• **Records to process**
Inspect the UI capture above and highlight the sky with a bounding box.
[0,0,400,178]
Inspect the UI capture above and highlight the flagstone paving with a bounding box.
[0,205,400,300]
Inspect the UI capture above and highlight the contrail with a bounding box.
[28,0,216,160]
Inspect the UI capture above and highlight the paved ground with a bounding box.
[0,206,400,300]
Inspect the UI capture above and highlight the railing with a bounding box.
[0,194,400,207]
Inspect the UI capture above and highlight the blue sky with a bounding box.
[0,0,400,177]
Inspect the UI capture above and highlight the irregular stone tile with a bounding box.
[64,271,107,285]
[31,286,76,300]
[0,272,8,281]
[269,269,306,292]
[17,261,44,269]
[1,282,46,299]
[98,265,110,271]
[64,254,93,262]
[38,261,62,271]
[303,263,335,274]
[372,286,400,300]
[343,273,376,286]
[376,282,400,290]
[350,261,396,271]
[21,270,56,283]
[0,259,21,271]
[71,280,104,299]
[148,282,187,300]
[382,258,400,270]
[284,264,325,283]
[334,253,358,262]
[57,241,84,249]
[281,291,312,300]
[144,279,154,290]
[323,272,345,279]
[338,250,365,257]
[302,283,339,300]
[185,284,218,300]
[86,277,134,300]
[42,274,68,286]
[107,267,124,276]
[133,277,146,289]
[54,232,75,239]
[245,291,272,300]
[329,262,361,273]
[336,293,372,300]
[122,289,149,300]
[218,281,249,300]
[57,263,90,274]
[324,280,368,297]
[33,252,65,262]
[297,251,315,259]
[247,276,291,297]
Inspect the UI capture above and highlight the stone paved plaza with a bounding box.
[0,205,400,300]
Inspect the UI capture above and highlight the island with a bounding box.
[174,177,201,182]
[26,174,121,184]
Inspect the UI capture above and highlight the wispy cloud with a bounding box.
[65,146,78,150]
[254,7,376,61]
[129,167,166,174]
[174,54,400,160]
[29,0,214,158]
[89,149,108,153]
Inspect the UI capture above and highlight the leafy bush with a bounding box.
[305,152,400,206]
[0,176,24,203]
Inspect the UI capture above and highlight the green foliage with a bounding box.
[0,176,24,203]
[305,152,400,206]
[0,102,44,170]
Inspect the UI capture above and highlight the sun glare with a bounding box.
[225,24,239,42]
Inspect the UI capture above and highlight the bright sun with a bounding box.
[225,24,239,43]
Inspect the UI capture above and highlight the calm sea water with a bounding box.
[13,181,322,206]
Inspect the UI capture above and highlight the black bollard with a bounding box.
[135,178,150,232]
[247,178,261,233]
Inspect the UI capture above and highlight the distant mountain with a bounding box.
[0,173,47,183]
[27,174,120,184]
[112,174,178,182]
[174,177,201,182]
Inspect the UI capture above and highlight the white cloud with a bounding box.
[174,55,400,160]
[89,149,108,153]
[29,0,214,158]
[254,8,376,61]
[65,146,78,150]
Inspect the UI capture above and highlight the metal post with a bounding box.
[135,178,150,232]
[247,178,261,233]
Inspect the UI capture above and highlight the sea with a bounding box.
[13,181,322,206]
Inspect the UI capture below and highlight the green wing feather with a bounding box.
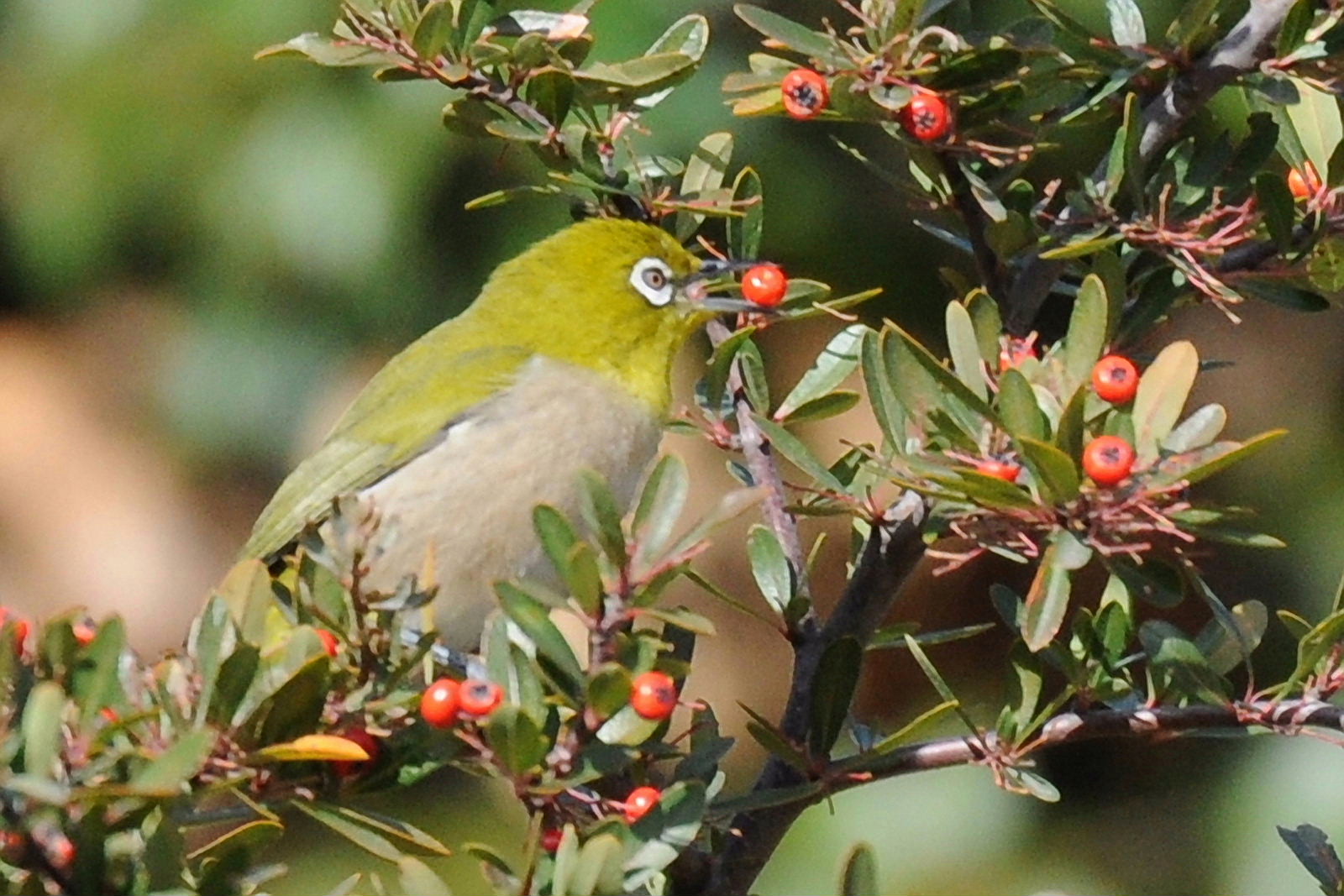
[242,318,533,558]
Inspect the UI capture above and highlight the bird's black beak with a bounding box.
[677,258,774,314]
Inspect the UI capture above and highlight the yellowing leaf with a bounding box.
[253,735,370,762]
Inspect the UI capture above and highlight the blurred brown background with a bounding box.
[0,0,1344,893]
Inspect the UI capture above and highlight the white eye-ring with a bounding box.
[630,258,674,307]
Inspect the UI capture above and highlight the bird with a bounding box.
[242,217,759,652]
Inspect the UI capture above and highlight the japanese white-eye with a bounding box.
[244,219,748,650]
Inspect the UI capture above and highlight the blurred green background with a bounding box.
[0,0,1344,893]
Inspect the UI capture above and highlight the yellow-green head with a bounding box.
[459,219,736,412]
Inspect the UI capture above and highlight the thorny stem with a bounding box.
[703,491,926,896]
[1001,0,1294,336]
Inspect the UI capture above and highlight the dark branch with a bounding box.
[1003,0,1294,336]
[706,491,926,896]
[827,700,1344,802]
[938,153,1006,304]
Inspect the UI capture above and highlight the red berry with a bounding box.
[900,90,952,143]
[1084,435,1134,488]
[1288,163,1322,199]
[742,265,789,307]
[421,679,462,728]
[1093,354,1138,405]
[780,69,831,118]
[462,679,504,717]
[332,728,383,778]
[318,629,340,657]
[630,670,677,720]
[999,333,1040,374]
[0,831,29,865]
[976,458,1021,482]
[625,787,663,825]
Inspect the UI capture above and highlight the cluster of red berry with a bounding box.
[780,69,952,143]
[421,679,504,728]
[976,345,1138,489]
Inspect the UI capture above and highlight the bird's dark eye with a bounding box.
[630,257,675,307]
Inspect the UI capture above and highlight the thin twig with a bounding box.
[1001,0,1294,336]
[706,491,926,894]
[938,153,1006,304]
[707,320,816,617]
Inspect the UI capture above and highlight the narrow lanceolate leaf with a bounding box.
[1163,405,1227,454]
[723,168,764,259]
[1106,0,1147,47]
[1278,825,1344,896]
[1288,78,1344,175]
[1021,529,1091,652]
[676,132,732,240]
[253,735,368,762]
[732,3,848,65]
[495,582,583,688]
[634,454,690,558]
[20,681,66,778]
[1149,430,1288,488]
[945,302,990,401]
[1133,341,1199,468]
[1064,274,1109,387]
[748,525,795,614]
[840,844,878,896]
[808,638,863,759]
[774,324,869,419]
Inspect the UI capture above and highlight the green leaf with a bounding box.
[748,524,797,616]
[1021,529,1091,652]
[732,3,838,65]
[945,302,990,401]
[1255,170,1295,253]
[1015,437,1079,504]
[1133,340,1199,469]
[1278,825,1344,896]
[634,454,690,562]
[1149,430,1288,488]
[580,470,629,567]
[215,560,274,643]
[1106,0,1147,47]
[20,681,66,780]
[396,856,453,896]
[860,329,906,453]
[676,130,732,240]
[774,324,869,419]
[573,52,699,97]
[1163,405,1227,454]
[128,728,218,797]
[996,369,1050,441]
[723,168,764,260]
[840,844,878,896]
[412,0,454,59]
[1194,600,1268,674]
[1278,611,1344,697]
[1138,619,1227,704]
[486,704,551,775]
[255,31,406,65]
[495,582,583,693]
[1288,78,1344,180]
[808,638,863,759]
[1064,274,1110,388]
[299,799,403,862]
[751,414,844,491]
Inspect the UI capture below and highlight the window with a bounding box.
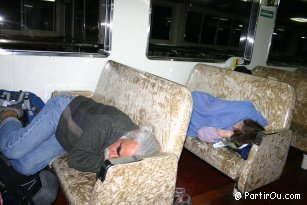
[147,0,259,62]
[267,0,307,66]
[0,0,112,56]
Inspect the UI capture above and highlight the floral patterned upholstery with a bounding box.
[52,61,192,205]
[184,64,295,192]
[252,66,307,153]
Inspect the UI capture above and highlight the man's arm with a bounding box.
[67,115,112,172]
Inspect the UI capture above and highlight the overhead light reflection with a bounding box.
[290,17,307,23]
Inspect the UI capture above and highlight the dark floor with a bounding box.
[177,148,307,205]
[54,148,307,205]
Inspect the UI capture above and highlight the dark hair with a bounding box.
[230,119,264,146]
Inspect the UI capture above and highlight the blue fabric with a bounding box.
[0,96,74,175]
[187,92,267,137]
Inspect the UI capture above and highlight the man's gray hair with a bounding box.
[126,124,161,155]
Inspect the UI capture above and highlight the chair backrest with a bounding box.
[186,64,295,130]
[252,66,307,128]
[93,61,192,158]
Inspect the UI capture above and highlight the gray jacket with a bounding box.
[56,96,138,173]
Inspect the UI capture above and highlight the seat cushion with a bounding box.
[184,136,245,179]
[291,125,307,153]
[52,154,96,204]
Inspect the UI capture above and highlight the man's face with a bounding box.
[233,121,244,130]
[105,138,140,159]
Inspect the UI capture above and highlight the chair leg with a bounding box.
[301,154,307,170]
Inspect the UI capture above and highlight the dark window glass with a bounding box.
[0,0,112,56]
[151,6,172,40]
[201,15,218,45]
[147,0,259,62]
[184,12,202,43]
[267,0,307,66]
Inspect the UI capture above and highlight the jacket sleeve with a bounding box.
[67,115,112,173]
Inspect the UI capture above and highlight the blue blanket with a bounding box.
[187,92,267,137]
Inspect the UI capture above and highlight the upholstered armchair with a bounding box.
[52,61,192,205]
[184,64,295,193]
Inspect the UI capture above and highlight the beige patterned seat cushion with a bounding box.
[184,64,295,187]
[291,124,307,153]
[252,66,307,152]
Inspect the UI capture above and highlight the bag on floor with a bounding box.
[0,90,45,125]
[0,156,59,205]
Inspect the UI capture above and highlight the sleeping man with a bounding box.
[187,92,267,159]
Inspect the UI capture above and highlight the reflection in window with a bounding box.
[0,0,112,56]
[267,0,307,66]
[147,0,259,62]
[151,6,172,40]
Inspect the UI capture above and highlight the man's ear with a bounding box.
[140,123,153,133]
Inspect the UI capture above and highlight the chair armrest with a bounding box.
[91,153,178,205]
[51,90,94,97]
[237,130,292,193]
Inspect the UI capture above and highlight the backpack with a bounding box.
[0,155,59,205]
[0,90,45,126]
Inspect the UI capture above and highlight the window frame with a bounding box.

• **Problem to work on**
Reproduce the records verbatim, starting with their first line and continuing through the line that contains "[225,24,239,43]", with both ends included.

• **Correct output**
Inspect the UI capture above and highlight the sky with a bounding box.
[0,0,400,178]
Inspect the UI capture above and highlight the flagstone paving with a bounding box.
[0,205,400,300]
Inspect the UI capture above and highlight the contrail with a bounding box.
[28,0,216,160]
Inspect the UI capture above and highlight the paved ground with a bounding box.
[0,206,400,300]
Inspect the UI capture above and highlight the railing with a bounding box.
[0,194,400,207]
Inspect the UI capture above and highlight the blue sky with a bounding box.
[0,0,400,177]
Inspect the UI capture above and highlight the irregular stone tile with a bounding box.
[64,271,107,285]
[31,286,76,300]
[0,272,8,281]
[269,269,306,292]
[17,261,44,269]
[1,282,46,299]
[98,265,110,271]
[64,254,93,262]
[38,261,62,271]
[303,263,335,274]
[372,286,400,300]
[343,273,376,286]
[376,282,400,290]
[350,261,396,271]
[21,270,56,283]
[0,259,21,271]
[71,280,104,299]
[148,282,187,300]
[382,258,400,270]
[284,264,325,283]
[334,253,358,262]
[57,241,84,249]
[281,291,312,300]
[144,279,154,290]
[323,272,345,279]
[338,250,365,257]
[302,283,339,300]
[185,284,218,300]
[86,277,134,300]
[42,274,68,286]
[107,267,124,276]
[133,277,146,289]
[54,232,75,239]
[245,291,272,300]
[329,262,361,273]
[336,293,372,300]
[122,289,149,300]
[218,281,249,300]
[57,263,90,274]
[324,280,368,297]
[33,252,65,262]
[297,251,315,259]
[247,276,291,297]
Inspect the UI capture above and highlight the stone paved plaza with a bounding box.
[0,205,400,300]
Inspect the UI capture above and highlight the island with a bounding box.
[174,177,201,182]
[26,174,121,184]
Inspect the UI capture above and highlight the wispy cloud with a bounding box.
[65,146,78,150]
[254,7,376,61]
[129,167,166,174]
[174,54,400,160]
[29,0,214,158]
[89,149,108,153]
Inspect the UI capture above and highlight the leafy bush with a bounding box.
[305,152,400,206]
[0,176,24,203]
Inspect the UI capture above and highlight the green foliage with a bounding box.
[0,176,24,203]
[305,152,400,206]
[0,102,44,170]
Inspect the UI capture above and highlight the sun glare with a bounding box.
[225,24,239,42]
Inspect the UI capture above and highlight the bright sun with a bounding box.
[225,24,239,43]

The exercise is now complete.